JOB 1 →
Which lines of the records contain the string "bench"? Select each of them and copy it out.

DOCUMENT PASSAGE →
____________________

Probably the most compelling and intractable source of tension
between the leading technological powers will be competition for
control of newly-exploitable resources on Earth and in space.
Molecular manufacturing will, within a few years of its
inception, make possible large-scale resource extraction and-or
construction in the oceans, in space, and in inhospitable
environments such as Antarctica. The decline of world trade will
remove a powerful source of common interest in a stable world
order, precisely at the same time that populations idled from
productive work will be asking what they have to look forward to
in the future, and precisely at the time that large-scale
expansion into disputable territory becomes possible. Some
nations will want equitable division of the "common heritage
of mankind," others will argue that it's first-come
first-served, and may stake their claims in military hardware.
This is the one issue most likely to generate serious dissension
and hostility even between democracies, erstwhile friends and
allies, while providing an overt rationale for deploying
competitive military forces.
Perhaps it will all turn out just fine; a harmonious, golden
age of plenty would seem to be possible. But we don't know how to
organize one. If genocidal dictatorships seem an extreme
possibility, universal brotherhood, generosity and tolerance
seems equally difficult to arrange. Global capitalism, in its
twilight, may serve to diffuse technology, even nanotechnology,
worldwide, and underdeveloped countries may find their economic
independence in industries such as tourism and hand-made goods.
Advanced countries may find a way to share wealth and power
internally, and avoid conflicts with one another. But it hardly
seems likely that the transition will be smooth.
A world in arms
If economic upheaval and the creation of a new social order
poses a challenge to democratic politics even in the most
advanced nations, the potential for interstate conflict still
presents the greatest danger of the nanotechnic revolution. The
two arenas cannot be isolated, since domestic chaos can lead to
the rise of intemperate leadership, and global chaos can lead to
conflicts with other nations.
Interstate conflicts, confrontations and rivalries have a life
of their own. Military confrontation can be dynamically stable or
unstable simply with regard to possible military moves:
rearmament, mobilization, readiness, forward deployment,
preemptive seizure of territory, or full-scale attack. Military
threats interact with political processes in cycles that can be
escalatory or deescalatory. A country that is completely at the
mercy of a stronger power may seek accomodation when threatened,
yet the escalation of military threat generally leads to more
hostile attitudes when the two sides are more or less equally
matched, even when the cost of a war would be unacceptably high
to both.

____________________

THE DATA →
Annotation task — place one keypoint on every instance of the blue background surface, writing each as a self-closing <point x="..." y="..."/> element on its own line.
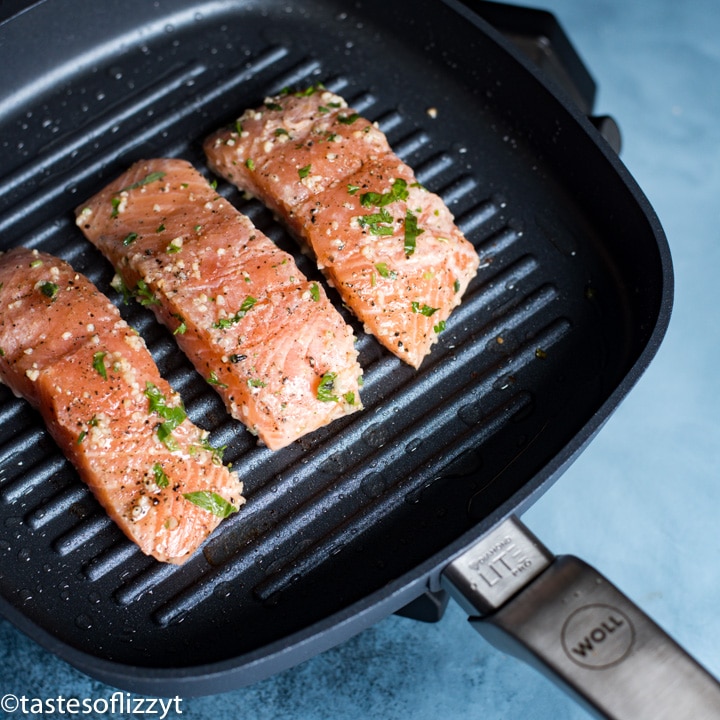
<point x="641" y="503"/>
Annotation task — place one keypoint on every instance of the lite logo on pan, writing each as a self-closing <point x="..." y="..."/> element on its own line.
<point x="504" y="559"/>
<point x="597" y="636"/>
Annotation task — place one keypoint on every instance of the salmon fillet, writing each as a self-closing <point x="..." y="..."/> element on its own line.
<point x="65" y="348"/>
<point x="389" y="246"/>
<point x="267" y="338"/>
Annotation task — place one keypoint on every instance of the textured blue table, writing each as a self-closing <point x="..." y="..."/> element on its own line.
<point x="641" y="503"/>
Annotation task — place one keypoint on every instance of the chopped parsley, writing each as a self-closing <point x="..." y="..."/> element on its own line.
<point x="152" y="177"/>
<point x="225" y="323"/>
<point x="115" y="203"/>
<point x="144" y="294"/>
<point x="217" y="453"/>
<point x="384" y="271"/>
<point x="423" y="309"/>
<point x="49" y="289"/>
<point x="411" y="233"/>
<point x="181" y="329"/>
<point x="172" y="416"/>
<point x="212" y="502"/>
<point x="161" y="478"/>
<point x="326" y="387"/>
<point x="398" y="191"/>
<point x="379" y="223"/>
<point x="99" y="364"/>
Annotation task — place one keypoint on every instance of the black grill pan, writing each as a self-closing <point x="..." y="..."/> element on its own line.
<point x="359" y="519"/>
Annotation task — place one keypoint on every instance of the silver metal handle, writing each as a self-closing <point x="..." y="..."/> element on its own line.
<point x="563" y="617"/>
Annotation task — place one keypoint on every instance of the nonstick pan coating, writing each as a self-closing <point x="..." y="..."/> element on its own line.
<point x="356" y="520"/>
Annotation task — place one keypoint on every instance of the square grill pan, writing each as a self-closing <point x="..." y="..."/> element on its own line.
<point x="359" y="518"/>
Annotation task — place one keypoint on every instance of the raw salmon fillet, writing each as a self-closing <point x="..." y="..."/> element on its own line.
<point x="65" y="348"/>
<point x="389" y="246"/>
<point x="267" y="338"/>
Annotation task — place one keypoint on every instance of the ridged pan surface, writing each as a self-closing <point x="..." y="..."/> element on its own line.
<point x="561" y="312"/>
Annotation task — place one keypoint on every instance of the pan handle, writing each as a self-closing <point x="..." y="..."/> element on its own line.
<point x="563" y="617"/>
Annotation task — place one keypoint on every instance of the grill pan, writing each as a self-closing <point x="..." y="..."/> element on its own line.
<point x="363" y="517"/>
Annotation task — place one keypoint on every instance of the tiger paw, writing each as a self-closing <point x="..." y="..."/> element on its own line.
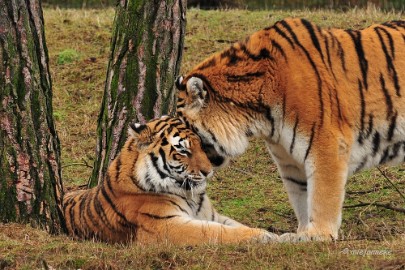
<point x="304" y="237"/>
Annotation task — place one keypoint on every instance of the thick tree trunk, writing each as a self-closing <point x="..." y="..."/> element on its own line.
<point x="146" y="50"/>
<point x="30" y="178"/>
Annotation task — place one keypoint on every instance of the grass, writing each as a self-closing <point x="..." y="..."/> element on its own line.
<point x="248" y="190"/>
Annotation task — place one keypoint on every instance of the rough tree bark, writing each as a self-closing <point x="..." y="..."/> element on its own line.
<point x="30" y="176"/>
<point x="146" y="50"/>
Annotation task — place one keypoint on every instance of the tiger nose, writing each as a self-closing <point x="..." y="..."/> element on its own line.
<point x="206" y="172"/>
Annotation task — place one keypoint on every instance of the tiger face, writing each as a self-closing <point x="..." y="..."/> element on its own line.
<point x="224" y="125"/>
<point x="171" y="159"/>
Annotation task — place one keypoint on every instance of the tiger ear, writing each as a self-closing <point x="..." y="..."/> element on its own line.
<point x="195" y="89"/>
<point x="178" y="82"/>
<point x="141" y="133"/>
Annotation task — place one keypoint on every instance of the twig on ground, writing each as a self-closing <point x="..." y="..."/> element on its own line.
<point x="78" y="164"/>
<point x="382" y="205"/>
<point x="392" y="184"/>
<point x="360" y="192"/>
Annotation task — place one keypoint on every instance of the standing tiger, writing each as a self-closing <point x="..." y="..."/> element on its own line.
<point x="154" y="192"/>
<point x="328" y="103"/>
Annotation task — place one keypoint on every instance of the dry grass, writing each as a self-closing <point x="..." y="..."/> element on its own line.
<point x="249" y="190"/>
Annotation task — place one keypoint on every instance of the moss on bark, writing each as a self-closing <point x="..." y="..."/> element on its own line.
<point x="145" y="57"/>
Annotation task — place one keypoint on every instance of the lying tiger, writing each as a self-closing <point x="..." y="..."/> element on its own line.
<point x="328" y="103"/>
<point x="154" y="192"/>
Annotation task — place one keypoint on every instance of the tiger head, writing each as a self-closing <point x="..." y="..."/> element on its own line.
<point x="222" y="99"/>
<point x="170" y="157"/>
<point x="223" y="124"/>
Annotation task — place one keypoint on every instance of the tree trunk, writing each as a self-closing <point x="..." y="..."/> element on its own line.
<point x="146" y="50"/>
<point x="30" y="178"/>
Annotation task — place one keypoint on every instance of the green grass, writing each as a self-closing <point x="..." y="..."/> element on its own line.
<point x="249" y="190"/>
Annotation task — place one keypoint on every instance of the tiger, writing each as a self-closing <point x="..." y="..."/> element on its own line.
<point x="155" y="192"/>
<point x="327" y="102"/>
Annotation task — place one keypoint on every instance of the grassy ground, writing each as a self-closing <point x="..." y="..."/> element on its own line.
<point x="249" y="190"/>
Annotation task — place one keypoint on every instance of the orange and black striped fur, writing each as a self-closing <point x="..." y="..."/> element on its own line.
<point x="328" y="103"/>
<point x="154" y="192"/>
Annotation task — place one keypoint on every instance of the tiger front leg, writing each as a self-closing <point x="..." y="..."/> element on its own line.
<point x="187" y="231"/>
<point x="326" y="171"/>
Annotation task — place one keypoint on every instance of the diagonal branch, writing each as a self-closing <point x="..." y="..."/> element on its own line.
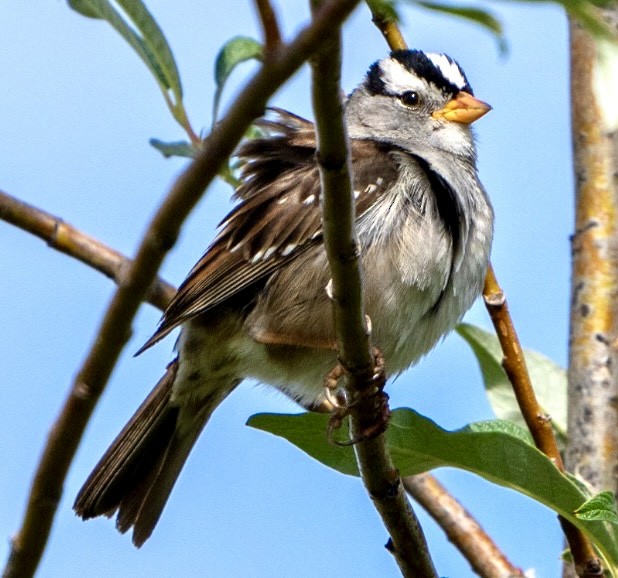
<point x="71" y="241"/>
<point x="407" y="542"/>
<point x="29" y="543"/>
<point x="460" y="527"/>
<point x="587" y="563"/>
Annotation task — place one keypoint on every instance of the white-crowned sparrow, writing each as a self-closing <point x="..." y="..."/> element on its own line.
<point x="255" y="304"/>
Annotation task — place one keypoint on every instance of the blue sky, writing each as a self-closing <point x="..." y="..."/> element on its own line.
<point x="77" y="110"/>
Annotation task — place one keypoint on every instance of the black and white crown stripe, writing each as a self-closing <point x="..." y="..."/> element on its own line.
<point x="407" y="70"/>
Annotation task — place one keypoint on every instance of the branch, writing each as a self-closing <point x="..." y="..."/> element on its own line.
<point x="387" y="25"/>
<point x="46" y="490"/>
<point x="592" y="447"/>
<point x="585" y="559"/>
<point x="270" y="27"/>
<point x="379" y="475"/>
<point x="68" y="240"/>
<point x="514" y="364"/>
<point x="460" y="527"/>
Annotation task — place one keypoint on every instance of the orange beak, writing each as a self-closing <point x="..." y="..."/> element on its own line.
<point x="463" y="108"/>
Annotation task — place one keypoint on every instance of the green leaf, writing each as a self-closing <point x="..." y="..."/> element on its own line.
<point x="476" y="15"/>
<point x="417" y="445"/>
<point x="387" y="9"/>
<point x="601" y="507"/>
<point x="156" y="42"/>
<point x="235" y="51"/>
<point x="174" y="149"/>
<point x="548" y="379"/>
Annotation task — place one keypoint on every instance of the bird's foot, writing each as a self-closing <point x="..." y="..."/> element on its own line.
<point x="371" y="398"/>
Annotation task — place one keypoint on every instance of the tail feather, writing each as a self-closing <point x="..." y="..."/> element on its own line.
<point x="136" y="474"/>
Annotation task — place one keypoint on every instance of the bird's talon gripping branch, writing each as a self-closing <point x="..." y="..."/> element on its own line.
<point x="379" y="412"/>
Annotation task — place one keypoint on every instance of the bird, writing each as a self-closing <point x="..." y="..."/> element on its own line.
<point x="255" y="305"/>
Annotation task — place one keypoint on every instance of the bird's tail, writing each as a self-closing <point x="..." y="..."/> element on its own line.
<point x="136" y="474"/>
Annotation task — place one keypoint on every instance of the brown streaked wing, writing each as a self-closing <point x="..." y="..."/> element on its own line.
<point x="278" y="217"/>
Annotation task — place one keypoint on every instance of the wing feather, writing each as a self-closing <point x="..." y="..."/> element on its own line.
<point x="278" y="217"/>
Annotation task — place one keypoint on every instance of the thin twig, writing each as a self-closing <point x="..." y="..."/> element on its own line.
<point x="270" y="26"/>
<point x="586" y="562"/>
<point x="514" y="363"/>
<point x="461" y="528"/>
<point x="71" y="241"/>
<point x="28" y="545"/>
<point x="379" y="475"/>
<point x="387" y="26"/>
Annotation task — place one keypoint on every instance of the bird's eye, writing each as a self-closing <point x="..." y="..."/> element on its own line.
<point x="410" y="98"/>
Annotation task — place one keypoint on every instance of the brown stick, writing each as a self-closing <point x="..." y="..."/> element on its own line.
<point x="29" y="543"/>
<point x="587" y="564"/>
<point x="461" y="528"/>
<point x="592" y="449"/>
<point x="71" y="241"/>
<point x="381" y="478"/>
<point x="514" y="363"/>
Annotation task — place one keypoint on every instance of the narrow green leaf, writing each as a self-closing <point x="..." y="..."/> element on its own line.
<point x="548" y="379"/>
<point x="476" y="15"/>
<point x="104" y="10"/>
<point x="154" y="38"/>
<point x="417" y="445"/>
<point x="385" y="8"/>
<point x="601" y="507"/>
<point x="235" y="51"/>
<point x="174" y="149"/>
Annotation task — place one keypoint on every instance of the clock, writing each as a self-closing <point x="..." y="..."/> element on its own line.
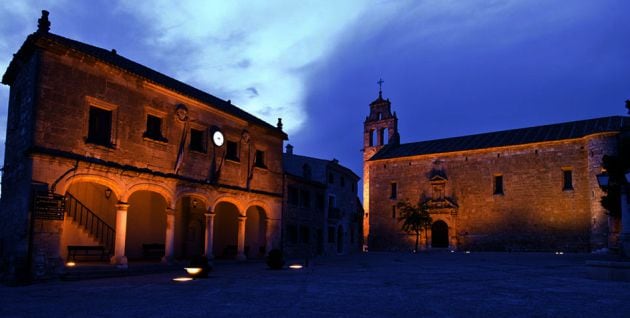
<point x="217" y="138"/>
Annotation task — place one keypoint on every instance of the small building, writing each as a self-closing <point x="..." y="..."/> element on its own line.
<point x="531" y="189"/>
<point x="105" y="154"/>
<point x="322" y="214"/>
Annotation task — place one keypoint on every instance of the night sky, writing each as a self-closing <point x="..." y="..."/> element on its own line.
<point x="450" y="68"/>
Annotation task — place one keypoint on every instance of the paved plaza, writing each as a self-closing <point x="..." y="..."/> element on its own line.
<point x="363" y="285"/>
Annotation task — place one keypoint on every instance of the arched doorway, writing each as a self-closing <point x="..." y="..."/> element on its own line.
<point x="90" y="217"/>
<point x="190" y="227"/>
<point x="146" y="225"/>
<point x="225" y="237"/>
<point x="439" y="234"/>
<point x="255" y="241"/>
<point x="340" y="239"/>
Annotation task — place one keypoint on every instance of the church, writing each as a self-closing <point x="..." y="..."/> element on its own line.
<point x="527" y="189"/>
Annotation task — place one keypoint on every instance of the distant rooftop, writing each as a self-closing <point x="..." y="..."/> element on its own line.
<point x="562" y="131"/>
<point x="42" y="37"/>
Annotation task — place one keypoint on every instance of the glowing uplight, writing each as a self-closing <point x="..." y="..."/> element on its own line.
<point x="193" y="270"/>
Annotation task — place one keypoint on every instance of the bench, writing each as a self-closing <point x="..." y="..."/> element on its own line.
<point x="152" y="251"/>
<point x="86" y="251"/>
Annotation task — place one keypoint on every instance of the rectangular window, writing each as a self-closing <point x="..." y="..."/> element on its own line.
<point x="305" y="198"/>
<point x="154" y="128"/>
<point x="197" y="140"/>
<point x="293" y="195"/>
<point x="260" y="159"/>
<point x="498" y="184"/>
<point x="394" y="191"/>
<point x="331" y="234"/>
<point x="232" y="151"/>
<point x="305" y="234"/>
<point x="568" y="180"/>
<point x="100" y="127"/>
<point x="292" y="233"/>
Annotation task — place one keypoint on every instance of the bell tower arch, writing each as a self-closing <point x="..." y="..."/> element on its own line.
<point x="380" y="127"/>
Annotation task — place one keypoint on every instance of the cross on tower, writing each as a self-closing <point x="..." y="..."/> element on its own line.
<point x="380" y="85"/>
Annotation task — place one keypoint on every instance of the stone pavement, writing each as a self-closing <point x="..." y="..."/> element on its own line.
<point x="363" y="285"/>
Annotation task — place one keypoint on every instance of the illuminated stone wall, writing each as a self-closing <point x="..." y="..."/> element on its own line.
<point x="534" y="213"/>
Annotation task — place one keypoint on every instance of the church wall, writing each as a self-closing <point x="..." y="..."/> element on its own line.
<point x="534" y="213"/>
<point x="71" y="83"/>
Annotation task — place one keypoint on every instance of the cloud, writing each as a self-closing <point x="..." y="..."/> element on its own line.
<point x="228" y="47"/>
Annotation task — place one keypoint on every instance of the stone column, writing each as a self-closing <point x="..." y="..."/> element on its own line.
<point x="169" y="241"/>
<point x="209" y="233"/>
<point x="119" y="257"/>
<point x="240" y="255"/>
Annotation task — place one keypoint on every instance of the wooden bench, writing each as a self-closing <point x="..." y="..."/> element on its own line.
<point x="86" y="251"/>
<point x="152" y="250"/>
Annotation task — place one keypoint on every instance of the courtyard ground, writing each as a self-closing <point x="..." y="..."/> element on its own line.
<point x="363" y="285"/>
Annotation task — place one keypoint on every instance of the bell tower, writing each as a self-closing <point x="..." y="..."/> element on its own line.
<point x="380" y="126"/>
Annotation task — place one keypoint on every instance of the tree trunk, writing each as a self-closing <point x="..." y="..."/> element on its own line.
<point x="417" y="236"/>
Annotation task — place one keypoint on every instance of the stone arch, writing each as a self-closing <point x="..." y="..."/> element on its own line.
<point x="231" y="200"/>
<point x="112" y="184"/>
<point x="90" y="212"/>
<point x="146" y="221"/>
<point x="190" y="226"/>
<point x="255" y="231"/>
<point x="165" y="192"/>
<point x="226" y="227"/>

____________________

JOB 2 →
In the passage on nanotechnology and world conflict, does the text agree with each of these statements: (a) molecular manufacturing will allow large-scale resource extraction in places like Antarctica, (b) world trade is expected to grow, and (c) interstate conflict is the greatest danger of the nanotechnic revolution? Answer yes or no for each and quote the words of the text that decide it.

COMPLETE ANSWER 1 →
Annotation task — place one keypoint on every instance of the bench, writing each as a self-closing <point x="..." y="..."/> element on its own line.
Annotation task — place one keypoint on every instance of the wooden bench, writing each as a self-closing <point x="..." y="..."/> element on its own line.

COMPLETE ANSWER 2 →
(a) Yes: "make possible large-scale resource extraction and-or construction in the oceans, in space, and in inhospitable environments such as Antarctica"
(b) No: "The decline of world trade will remove a powerful source of common interest in a stable world order"
(c) Yes: "the potential for interstate conflict still presents the greatest danger of the nanotechnic revolution"